Collection entries:

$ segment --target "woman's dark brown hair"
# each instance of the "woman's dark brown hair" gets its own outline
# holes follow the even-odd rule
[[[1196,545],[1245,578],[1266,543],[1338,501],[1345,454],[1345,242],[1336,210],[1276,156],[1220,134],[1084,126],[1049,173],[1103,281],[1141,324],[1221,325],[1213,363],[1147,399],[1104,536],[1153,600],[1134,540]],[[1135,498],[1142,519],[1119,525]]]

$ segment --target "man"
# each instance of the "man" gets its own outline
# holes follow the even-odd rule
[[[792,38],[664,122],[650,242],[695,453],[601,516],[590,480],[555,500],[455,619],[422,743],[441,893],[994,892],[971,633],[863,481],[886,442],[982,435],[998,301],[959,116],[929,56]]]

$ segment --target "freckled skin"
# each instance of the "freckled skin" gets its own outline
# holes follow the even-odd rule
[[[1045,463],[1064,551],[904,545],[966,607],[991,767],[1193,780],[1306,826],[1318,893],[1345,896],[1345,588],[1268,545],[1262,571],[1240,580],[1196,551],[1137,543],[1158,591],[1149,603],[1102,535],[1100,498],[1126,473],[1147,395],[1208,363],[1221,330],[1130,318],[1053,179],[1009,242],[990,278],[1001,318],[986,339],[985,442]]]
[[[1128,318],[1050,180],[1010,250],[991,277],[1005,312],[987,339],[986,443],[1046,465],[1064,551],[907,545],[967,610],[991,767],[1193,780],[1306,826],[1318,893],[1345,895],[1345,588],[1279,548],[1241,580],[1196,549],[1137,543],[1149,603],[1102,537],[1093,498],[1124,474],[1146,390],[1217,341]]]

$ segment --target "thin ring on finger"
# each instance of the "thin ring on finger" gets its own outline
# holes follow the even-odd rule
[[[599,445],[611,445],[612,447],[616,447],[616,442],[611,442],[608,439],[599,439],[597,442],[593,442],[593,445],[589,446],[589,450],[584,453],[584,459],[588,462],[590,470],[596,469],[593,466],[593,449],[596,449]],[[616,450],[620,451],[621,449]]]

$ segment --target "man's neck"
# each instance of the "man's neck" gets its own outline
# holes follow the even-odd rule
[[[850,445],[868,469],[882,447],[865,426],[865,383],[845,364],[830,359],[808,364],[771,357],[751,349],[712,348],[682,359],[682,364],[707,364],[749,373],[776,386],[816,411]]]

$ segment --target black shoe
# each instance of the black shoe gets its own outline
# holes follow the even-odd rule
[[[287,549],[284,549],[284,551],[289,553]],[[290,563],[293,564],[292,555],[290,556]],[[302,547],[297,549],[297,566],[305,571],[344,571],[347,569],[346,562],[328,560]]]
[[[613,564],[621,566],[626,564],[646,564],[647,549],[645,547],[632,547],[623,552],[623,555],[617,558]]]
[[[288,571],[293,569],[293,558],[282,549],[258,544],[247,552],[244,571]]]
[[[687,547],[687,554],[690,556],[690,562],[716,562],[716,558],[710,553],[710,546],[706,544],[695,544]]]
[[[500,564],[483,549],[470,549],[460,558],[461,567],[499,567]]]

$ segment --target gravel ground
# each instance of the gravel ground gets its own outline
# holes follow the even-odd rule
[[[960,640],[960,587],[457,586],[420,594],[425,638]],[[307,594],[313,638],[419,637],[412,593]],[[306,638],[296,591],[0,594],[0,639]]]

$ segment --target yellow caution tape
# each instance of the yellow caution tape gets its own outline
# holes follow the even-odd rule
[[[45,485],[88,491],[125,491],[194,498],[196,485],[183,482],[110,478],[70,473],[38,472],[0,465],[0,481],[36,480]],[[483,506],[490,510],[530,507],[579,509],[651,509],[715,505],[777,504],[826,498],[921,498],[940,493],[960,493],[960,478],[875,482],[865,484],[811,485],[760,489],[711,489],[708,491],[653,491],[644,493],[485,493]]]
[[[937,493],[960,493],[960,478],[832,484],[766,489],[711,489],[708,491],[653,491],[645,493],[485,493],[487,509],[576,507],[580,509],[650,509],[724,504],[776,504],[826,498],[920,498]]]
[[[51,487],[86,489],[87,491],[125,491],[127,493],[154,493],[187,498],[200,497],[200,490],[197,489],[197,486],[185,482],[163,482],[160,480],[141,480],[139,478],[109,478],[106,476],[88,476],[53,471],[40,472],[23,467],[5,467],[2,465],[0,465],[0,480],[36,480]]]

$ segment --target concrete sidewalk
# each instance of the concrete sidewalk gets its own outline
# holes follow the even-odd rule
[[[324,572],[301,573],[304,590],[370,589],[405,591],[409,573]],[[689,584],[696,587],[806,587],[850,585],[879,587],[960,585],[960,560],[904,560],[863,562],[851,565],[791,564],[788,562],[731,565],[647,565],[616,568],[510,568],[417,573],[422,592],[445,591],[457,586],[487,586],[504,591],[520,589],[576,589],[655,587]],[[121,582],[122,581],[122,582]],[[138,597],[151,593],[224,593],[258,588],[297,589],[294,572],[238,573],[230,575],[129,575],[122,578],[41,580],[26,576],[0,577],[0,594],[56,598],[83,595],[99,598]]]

### EXERCISE REQUIREMENTS
Output, unchanged, the lines from the line with "--target gravel ground" through the final line of the material.

### EXERCISE ANSWER
$ segment --target gravel ground
# each instance of the gravel ground gets its own outline
# holes follow the even-odd rule
[[[960,640],[960,587],[457,586],[420,594],[425,638]],[[307,594],[313,638],[419,637],[412,593]],[[306,638],[296,591],[0,594],[0,639]]]

$ segment --target yellow caution tape
# each instance of the yellow caution tape gets its own outline
# holes follow the even-odd rule
[[[45,485],[88,491],[125,491],[194,498],[196,485],[183,482],[110,478],[70,473],[38,472],[0,465],[0,481],[36,480]],[[483,506],[490,510],[530,507],[579,509],[651,509],[715,505],[777,504],[826,498],[921,498],[940,493],[960,493],[960,478],[875,482],[865,484],[811,485],[760,489],[711,489],[708,491],[653,491],[644,493],[485,493]]]
[[[937,493],[960,493],[960,478],[832,484],[766,489],[711,489],[708,491],[653,491],[645,493],[485,493],[487,509],[576,507],[580,509],[650,509],[724,504],[776,504],[826,498],[920,498]]]
[[[51,487],[86,489],[87,491],[125,491],[127,493],[154,493],[187,498],[200,497],[200,490],[197,489],[197,486],[185,482],[163,482],[160,480],[141,480],[139,478],[109,478],[106,476],[88,476],[53,471],[40,472],[23,467],[5,467],[2,465],[0,465],[0,480],[36,480]]]

$ segment --target concrete sidewalk
# each instance of the concrete sidewalk gets its own outline
# holes follow the even-odd rule
[[[324,572],[301,573],[304,590],[370,589],[405,591],[409,573]],[[689,584],[696,587],[806,587],[850,585],[879,587],[960,585],[960,560],[904,560],[863,562],[851,565],[791,564],[788,562],[731,565],[647,565],[616,568],[510,568],[417,573],[422,592],[445,591],[457,586],[487,586],[504,591],[520,589],[576,589],[655,587]],[[121,582],[122,581],[122,582]],[[138,597],[151,593],[224,593],[258,588],[297,589],[294,572],[238,573],[230,575],[129,575],[122,578],[41,580],[26,576],[0,577],[0,594],[56,598],[83,595],[99,598]]]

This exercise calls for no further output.